Entries from a pointing dataset

====

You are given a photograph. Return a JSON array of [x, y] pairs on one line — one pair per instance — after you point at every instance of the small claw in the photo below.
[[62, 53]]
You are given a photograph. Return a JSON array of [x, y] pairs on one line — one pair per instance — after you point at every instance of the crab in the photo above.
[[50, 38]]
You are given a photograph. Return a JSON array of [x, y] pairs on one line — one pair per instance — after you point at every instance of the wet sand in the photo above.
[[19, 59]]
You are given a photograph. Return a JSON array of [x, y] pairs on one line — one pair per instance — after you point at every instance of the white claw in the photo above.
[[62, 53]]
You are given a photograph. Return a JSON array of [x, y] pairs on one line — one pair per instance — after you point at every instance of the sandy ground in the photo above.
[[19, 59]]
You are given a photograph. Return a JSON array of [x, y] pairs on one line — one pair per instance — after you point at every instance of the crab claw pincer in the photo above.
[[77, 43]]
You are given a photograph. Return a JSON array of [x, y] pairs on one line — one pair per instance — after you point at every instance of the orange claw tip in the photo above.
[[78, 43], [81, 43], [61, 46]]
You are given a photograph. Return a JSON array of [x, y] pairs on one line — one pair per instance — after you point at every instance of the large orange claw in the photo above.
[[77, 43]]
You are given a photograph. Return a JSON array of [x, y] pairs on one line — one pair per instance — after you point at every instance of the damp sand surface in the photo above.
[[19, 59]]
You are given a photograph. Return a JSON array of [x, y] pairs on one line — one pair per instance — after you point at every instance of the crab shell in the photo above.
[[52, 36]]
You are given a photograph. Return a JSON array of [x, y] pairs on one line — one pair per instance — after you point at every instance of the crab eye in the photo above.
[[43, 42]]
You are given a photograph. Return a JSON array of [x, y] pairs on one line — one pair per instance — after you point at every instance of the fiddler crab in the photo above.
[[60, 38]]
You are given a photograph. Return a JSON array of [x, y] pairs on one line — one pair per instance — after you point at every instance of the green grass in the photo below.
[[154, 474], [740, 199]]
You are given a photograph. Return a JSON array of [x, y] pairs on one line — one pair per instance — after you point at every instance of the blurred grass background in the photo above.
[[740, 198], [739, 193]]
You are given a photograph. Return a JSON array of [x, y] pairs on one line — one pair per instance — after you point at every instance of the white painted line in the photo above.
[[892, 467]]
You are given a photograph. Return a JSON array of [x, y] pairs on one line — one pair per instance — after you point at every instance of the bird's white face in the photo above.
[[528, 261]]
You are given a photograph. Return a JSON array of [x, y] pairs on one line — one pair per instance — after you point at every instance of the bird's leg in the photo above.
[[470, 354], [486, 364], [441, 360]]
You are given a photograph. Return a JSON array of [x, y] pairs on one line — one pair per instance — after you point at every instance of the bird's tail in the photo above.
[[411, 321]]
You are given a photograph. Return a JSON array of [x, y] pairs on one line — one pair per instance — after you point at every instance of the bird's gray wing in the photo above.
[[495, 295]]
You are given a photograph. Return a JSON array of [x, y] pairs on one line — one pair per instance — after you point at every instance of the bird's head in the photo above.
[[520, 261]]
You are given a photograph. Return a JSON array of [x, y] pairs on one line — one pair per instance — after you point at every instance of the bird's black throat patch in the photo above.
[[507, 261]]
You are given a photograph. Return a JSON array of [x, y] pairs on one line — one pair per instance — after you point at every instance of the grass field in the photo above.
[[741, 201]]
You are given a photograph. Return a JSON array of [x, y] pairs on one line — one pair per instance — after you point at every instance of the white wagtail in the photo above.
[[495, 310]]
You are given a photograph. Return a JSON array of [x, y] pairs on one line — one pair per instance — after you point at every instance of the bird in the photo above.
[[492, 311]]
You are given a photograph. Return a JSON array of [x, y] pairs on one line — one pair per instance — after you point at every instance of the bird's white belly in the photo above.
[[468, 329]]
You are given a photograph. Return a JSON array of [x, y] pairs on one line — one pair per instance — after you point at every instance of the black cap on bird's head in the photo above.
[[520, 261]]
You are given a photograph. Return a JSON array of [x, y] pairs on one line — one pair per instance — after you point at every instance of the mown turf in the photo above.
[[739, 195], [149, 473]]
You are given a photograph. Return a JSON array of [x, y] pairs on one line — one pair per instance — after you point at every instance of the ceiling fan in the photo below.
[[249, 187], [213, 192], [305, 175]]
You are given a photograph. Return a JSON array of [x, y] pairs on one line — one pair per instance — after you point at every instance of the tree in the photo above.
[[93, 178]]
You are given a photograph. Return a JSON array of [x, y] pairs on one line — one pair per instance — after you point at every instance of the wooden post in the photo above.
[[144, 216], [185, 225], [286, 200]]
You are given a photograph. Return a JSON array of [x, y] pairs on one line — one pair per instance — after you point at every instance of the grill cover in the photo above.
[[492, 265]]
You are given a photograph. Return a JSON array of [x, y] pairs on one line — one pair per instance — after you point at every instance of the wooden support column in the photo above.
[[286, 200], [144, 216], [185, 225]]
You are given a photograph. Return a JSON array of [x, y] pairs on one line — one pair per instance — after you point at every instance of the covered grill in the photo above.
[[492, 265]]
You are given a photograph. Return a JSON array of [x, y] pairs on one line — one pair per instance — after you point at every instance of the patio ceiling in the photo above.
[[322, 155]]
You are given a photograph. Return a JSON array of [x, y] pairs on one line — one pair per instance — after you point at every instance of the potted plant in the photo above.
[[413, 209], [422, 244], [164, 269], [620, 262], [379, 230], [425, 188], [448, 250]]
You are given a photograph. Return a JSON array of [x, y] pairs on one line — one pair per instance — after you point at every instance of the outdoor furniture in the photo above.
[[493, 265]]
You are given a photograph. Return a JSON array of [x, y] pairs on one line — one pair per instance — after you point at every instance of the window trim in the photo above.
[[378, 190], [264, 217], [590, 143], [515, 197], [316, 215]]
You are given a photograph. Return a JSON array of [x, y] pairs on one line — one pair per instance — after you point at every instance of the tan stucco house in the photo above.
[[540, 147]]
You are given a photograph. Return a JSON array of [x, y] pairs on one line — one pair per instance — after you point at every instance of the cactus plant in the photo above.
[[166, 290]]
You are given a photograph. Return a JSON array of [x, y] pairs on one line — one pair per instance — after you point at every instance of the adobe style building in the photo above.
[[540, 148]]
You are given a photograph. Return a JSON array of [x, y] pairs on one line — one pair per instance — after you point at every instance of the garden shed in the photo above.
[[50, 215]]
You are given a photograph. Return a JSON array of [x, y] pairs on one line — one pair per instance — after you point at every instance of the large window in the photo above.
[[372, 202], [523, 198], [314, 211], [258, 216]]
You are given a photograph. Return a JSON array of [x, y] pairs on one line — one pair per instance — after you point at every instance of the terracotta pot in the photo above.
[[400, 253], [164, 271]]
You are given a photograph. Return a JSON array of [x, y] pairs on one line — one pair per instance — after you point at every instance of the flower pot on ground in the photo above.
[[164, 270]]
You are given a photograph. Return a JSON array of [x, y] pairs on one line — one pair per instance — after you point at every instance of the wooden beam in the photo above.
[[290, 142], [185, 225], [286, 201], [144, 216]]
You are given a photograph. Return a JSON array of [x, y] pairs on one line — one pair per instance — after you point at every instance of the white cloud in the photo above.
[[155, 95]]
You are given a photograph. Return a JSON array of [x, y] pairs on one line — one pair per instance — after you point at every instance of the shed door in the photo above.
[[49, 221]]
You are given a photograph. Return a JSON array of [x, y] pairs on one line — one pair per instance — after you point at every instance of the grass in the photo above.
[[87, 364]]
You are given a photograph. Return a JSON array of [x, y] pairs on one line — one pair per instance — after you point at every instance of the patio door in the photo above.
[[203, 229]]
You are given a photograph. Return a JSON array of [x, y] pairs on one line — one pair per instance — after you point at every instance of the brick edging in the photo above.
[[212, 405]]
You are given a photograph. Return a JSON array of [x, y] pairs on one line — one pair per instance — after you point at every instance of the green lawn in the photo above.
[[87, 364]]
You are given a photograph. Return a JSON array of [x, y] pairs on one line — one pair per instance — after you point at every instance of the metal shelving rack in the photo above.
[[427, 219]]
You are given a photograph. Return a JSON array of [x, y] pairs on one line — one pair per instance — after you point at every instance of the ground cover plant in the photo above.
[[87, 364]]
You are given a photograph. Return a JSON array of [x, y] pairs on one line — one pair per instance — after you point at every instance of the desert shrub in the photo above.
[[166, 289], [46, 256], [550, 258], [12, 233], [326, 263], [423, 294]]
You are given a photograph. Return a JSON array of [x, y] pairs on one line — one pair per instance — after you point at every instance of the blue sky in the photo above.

====

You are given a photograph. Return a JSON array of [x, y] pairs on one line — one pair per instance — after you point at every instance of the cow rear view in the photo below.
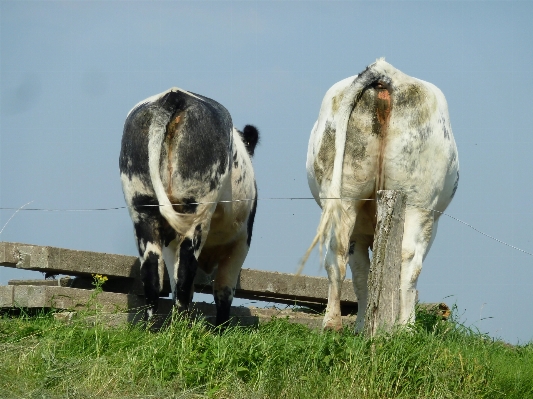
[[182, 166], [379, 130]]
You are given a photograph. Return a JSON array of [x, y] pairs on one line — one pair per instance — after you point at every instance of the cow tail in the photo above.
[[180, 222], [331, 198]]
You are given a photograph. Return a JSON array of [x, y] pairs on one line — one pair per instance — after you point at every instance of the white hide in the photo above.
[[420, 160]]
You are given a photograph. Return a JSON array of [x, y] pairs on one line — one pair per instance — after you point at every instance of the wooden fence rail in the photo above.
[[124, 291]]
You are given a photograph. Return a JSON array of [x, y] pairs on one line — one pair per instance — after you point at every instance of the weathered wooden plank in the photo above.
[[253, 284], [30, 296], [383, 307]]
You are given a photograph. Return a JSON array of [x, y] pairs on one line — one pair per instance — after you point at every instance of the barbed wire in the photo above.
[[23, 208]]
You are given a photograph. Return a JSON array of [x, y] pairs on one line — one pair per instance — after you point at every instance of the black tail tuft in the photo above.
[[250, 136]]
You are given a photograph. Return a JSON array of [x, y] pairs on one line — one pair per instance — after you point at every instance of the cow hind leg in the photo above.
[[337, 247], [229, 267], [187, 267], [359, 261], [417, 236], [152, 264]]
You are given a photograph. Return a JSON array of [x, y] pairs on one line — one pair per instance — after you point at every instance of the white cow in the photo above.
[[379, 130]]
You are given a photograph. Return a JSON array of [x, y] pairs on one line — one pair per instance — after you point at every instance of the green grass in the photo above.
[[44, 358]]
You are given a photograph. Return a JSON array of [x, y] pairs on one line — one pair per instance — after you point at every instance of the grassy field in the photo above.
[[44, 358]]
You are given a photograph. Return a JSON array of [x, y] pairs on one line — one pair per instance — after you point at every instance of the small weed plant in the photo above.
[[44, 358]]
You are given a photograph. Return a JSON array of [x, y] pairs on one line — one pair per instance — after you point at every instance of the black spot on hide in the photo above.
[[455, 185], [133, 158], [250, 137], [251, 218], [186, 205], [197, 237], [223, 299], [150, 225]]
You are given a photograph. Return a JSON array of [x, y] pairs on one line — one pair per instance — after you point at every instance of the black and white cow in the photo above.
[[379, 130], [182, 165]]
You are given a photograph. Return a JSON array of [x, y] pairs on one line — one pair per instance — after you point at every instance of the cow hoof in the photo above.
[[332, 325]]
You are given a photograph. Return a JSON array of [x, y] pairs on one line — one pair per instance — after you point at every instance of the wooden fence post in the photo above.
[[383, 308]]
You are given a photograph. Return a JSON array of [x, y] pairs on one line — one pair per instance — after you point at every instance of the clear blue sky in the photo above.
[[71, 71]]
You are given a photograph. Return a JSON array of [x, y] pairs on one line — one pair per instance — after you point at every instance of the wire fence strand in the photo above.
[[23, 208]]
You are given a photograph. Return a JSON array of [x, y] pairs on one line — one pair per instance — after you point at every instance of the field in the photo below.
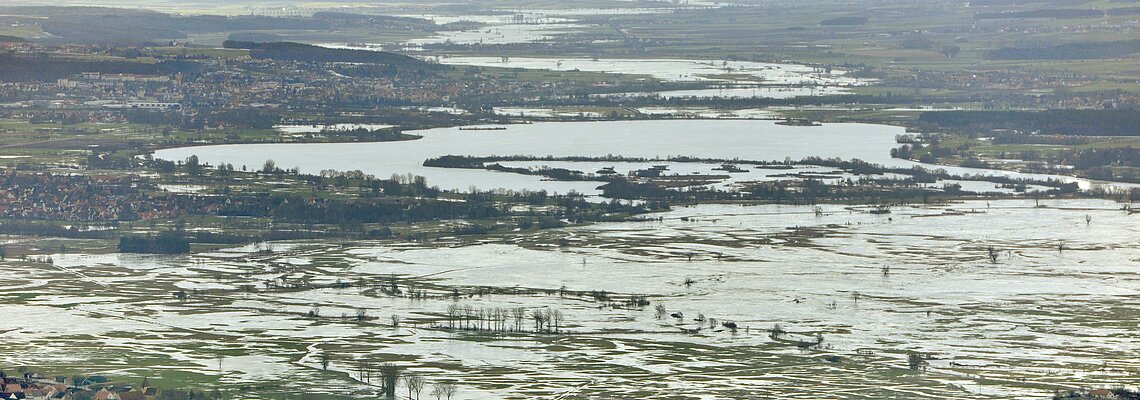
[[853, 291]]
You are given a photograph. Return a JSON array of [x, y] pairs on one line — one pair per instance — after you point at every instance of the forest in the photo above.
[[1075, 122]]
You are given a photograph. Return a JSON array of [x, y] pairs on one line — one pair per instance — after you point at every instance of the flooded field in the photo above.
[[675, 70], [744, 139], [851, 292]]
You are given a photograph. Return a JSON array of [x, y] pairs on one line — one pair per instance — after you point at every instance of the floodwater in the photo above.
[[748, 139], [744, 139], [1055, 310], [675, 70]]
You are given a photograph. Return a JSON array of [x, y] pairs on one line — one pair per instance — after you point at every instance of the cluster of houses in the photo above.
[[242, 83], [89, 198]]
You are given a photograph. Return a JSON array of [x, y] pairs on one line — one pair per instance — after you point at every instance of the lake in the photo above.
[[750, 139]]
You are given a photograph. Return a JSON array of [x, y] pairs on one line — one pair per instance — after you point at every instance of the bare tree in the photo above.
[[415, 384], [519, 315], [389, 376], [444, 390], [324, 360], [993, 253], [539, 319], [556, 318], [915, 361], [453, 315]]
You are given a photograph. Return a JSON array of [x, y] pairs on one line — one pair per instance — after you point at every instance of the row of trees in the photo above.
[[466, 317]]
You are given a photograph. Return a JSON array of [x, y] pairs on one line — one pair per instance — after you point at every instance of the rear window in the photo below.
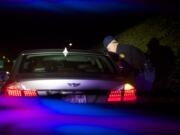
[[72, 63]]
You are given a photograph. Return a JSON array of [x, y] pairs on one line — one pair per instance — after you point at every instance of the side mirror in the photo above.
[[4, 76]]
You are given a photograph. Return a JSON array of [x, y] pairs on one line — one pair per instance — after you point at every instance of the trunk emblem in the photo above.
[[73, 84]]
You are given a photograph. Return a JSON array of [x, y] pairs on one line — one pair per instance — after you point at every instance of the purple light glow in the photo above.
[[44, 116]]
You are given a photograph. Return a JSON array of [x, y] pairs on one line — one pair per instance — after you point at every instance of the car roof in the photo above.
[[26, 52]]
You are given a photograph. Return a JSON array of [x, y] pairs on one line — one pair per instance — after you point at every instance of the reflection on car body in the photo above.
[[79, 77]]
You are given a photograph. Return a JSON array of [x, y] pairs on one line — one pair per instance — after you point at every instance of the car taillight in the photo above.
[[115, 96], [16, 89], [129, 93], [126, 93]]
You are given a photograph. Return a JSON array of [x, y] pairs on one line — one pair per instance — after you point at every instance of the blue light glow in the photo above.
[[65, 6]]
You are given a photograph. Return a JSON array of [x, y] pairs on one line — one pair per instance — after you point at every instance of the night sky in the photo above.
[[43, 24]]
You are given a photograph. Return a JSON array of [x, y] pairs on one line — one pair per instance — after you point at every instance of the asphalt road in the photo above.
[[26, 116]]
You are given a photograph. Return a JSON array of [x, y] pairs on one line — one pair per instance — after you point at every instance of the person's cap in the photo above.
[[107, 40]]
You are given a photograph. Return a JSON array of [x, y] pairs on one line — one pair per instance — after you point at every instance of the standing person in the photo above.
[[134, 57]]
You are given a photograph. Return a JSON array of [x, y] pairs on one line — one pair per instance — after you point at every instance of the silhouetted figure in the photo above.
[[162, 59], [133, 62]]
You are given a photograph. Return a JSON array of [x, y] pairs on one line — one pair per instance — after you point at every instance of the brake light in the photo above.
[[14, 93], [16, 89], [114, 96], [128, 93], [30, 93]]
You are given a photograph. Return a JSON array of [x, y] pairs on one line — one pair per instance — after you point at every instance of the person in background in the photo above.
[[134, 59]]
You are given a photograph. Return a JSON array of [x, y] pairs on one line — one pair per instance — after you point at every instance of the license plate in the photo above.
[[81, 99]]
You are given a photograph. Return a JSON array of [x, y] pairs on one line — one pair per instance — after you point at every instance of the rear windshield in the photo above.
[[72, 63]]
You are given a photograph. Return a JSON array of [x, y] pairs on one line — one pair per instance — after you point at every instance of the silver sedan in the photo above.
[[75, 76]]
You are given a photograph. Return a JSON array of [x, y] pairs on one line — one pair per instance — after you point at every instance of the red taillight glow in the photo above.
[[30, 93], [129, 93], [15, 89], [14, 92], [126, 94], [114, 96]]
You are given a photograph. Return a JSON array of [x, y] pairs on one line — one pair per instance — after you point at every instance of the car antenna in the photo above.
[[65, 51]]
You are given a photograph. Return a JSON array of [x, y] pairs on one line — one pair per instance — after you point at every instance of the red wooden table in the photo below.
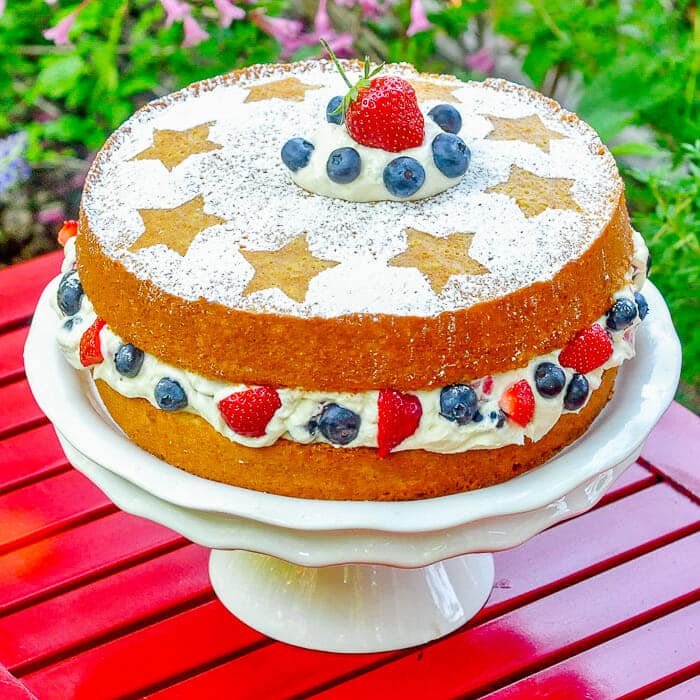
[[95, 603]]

====

> **PROBLEM DETAILS**
Return each line of the records above that contains the string "patio".

> **THE SOLUTION**
You are given a photograph. Return a JSON array of [x, y] pairs on one line — one pair per instance — after you point at every instance of the patio ceiling in the photo above.
You are given a photograph. Return a JSON array of [x, y] pairs on one line — one pair per instance — after you point at every instance of the patio door in the photo above.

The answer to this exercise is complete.